● **DATA PROVIDED**:
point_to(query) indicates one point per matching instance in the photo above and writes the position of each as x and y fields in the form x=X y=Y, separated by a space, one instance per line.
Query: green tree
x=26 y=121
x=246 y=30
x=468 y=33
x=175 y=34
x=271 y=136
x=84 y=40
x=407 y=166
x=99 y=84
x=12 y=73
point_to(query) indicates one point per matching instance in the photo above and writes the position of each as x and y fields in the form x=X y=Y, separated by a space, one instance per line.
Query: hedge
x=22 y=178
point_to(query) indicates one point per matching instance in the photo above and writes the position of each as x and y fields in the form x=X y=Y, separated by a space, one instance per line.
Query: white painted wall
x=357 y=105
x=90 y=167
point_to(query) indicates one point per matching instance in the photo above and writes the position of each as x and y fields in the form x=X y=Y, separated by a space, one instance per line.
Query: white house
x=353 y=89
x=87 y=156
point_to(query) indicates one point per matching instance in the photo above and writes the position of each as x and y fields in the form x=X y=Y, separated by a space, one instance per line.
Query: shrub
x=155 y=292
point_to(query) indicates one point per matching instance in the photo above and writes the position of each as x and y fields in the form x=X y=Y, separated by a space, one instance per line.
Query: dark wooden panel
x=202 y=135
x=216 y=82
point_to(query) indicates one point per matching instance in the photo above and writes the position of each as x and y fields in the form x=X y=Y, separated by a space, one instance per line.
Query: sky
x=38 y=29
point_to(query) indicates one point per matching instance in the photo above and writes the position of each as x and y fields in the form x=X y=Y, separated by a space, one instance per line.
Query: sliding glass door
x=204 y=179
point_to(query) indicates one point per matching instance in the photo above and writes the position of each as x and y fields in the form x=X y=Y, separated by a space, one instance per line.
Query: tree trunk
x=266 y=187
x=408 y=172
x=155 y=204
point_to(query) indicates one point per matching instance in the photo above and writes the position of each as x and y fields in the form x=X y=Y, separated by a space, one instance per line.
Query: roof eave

● **EXERCISE AIM**: Go through the material above line by line and copy it exactly.

● **FINISHED ANSWER**:
point_to(query) indicates one point per matching instance in the photo above and writes the position of each as x and y fields in the form x=X y=Y, separated by a space, one instance per line.
Query: green tree
x=26 y=121
x=246 y=30
x=468 y=33
x=175 y=34
x=271 y=136
x=84 y=40
x=407 y=166
x=99 y=84
x=12 y=73
point_to(query) indicates one point per matching instance in the photo above and writes the position of each as x and y fields in the form x=X y=Y, separated by a space, one instance per line.
Query: hedge
x=22 y=178
point_to(query) indicates one point per matching instance in the photo above and writes the position of each as x and y fields in the form x=X y=Y, separated by a space, one instance per line.
Query: white painted wall
x=357 y=105
x=90 y=167
point_to(query) indicates one point per matching instance in the photo above and writes the position of each as x and y fields in the form x=X y=Y, separated by a space, one instance per line.
Query: white house
x=353 y=89
x=87 y=156
point_to(query) indicates one point per matching instance in the photo above and writes the position of each as x and y fields in the form x=X y=Y, separated by a space, one instance per line.
Query: shrub
x=155 y=292
point_to(query) indicates one point per matching instance in the photo above and writes the position of each as x and y fields in the form x=X y=Y, separated by a space, one instance per line.
Query: dark wooden panel
x=202 y=135
x=216 y=82
point_to(query) indicates one point per matching instance in the photo above and writes the position of each as x and y fields in the form x=X y=Y, separated by a space, one instance per line.
Query: sky
x=38 y=29
point_to(query) indicates one point per matching instance in the photo above and writes the position of each as x and y fields in the form x=X y=Y, separated by a space, one instance per line.
Query: sliding glass door
x=204 y=179
point_to(query) indicates one point per matching instance in the photo above and writes the position of each as x and y fields in the form x=X y=Y, separated by a space, one instance per line.
Query: tree trunk
x=266 y=187
x=408 y=172
x=155 y=204
point_to(query) indicates one point per matching instance in the photo above and writes the position of each as x and y fields in the form x=X y=Y, separated by a space, one instance per line.
Query: roof eave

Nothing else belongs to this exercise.